• GIVEN REQUEST: Please reproduce, word for word, the part of the Passover cooking passage that opens with the words containing "I was fascinated" and closes with "pasta and bread.".

--- begin GIVEN TEXT ---

In Gourmet magazine I found a recipe for matzo balls graced with pretty flecks of parsley and a hint of freshly grated nutmeg. I was about 15, they were as light as air and I never lived it down. Oy -- the girl who thinks she can learn to cook Jewish from Gourmet!

But my personalization of the holiday began in earnest after I traveled to Italy the first few times in the early 1970s. When I was 18, I happened to be there during the holiday and was nearly snatched off the street by a kind, very cosmopolitan Florentine woman, who took me home to a slightly run-down urban palazzo straight out of “The Garden of the Finzi-Continis.” She kicked off her stylish heels, stepped into her cooking slippers, tied an apron around my waist and then her own. I became her assistant in the preparation of the Seder.

I was fascinated with the food: Italian, but with the twists necessary to adhere to the prohibition against using flour during Passover (or even having it in the kitchen), a real challenge in a country whose culinary mainstays are pasta and bread.

This elegant woman forever changed the way I thought about the holiday. Rather than matzo balls, there were broken matzos floating in broth with lots of spring herbs; a beaten egg enriched with a tablespoon of matzo meal was stirred into hot broth, as if for stracciatella, the famous soup of “little rags,” normally made with eggs and Parmesan cheese. Succulent spring artichokes were braised with a little vinegar and sugar and abundant olive oil for that familiar Jewish sweet-and-sour taste. The revelation of the meal was the fish course. In place of the small plate of gefilte fish with the obligatory carrot coin placed atop each serving was pesce in carpione, a bit of fried fish lifted out of a piquant marinade in which it had been soaking for a day or two and topped with caramelized onions, a dish even a teenager could love.

‘Passover pasta’

The realization that other cultures celebrated this central holiday with different dishes than the ones familiar to me opened up my world. I began to buy cookbooks in a bookstore in the Jewish ghetto in Rome; my purchases quickly became a collection that I’d refer to every holiday. One year I even tried “Passover pasta,” (sfoglietti per Pesach). Sheets of fresh pasta went right from the rollers to a baking sheet in the oven (before they had time to rise), where they bubbled and turned crisp and golden. They were used in pasta dishes or soups. Although the pasta certainly had flour, it was “kosher” flour. A rationalization? Perhaps. But it afforded some Italians who weren’t very observant a way to enjoy pasta in some form during the holiday.

--- end GIVEN TEXT ---
--- begin PROVIDED MATERIAL ---

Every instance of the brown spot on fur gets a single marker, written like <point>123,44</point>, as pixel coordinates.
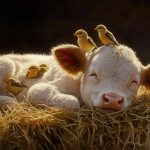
<point>71,58</point>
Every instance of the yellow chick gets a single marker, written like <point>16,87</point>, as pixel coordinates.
<point>84,41</point>
<point>14,86</point>
<point>42,71</point>
<point>106,36</point>
<point>33,72</point>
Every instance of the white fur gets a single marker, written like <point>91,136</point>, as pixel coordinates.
<point>115,67</point>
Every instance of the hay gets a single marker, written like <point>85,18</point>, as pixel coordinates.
<point>25,127</point>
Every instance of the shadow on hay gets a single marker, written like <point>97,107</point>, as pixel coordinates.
<point>26,127</point>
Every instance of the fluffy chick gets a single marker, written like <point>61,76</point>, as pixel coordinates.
<point>84,41</point>
<point>33,72</point>
<point>14,86</point>
<point>42,71</point>
<point>36,71</point>
<point>106,36</point>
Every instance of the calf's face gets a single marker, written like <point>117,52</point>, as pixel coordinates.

--- end PROVIDED MATERIAL ---

• ANSWER FOR THE TASK:
I was fascinated with the food: Italian, but with the twists necessary to adhere to the prohibition against using flour during Passover (or even having it in the kitchen), a real challenge in a country whose culinary mainstays are pasta and bread.